Direction A
Update the listing from the line that contains "In the photograph above, where can the bull's front" through its final line by replacing "man in white shirt" with "man in a white shirt", leaving everything else unchanged.

++++ Extract provided ++++

I am never sorry to have a day in Paris. In spite of alterations and reconstructions which have converted an interesting old city into the most spick-and-span place in the world, there are even to the present day parts which are untouched by the improver, and full of a pleasant national character which seems to be little to the liking of the rulers of the French. There is, too, in spite of the changes which a great and rich city must always undergo, a great deal which is interesting to the architect. We may look at old engravings, and wish ourselves back in those old times when the walls surrounded the city where now the Boulevards run round its heart, when the Temple and a number of other important buildings, now wholly destroyed, adorned the country just outside the walls; but the city which has still, among other architectural treasures, such churches as Notre Dame, S. Germain des Près, the Sainte Chapelle, S. Martin des Champs, and a host of lesser lights, and the Chapel of Vincennes, and S. Denis within a short drive, is in quite a different category from such a city as London, and is indeed hardly second to any other in Europe in architectural interest.

To come to much later times and very different work, it is always pleasant to be able to walk down the Boulevard des Italiens to the Madeleine, and for a few minutes to gaze at a church which certainly presents one very grand idea—that of space—clothed in very gorgeous dress. One always feels a certain sympathy for a church in which so many people are ever praying; and I have never yet been into this church without being able to count them by scores. The last time I was at Paris I remember being struck by seeing for the first time a peripteral building made really useful. The walls within the columns were hung with rich draperies, and a long procession coming out marched round the circuit of the church between the columns and the walls, and in again at the west door; the effect was, as may be imagined, very striking.

++++

Direction B
In the passage on Paris, what were the walls within the columns of the Madeleine hung with?

++++ The input ++++

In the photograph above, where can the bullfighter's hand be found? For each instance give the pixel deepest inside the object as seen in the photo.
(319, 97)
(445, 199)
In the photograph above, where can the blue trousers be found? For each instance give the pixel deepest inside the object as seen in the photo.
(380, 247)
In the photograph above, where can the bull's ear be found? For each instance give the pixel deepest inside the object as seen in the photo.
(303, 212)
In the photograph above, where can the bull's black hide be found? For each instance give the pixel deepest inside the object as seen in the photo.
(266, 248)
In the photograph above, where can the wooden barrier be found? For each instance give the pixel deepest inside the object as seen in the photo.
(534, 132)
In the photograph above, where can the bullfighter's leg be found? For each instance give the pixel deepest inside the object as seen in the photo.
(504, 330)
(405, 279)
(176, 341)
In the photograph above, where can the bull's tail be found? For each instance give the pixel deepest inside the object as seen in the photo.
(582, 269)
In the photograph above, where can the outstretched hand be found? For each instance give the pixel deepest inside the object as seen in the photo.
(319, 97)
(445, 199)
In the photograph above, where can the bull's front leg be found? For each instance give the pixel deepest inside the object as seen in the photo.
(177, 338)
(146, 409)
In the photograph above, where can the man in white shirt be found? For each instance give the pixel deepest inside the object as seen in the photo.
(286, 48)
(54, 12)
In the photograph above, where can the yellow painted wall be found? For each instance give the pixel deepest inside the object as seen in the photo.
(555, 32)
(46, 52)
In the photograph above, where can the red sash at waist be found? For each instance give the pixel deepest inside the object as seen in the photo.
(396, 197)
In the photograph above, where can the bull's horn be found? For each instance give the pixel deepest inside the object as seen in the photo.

++++

Correct output A
In the photograph above, where can the bull's front leg be found? For each instance give the pixel deepest inside the object as seen in the photo.
(177, 338)
(146, 409)
In the photograph above, where can the man in a white shirt be found? For each instance give the pixel deepest inside the object as seen in the photo.
(286, 48)
(54, 12)
In the photograph above, where can the yellow painted wall be found? For each instance give the pixel deepest inside the object as seen in the photo.
(555, 32)
(46, 52)
In the photograph above, where can the red sash at waist be found? For each instance give the pixel deepest inside the object as seen in the photo.
(396, 197)
In the photograph above, where can the bull's horn be found? For each instance give the pixel deepest inside the object as seen in the photo.

Correct output B
Rich draperies.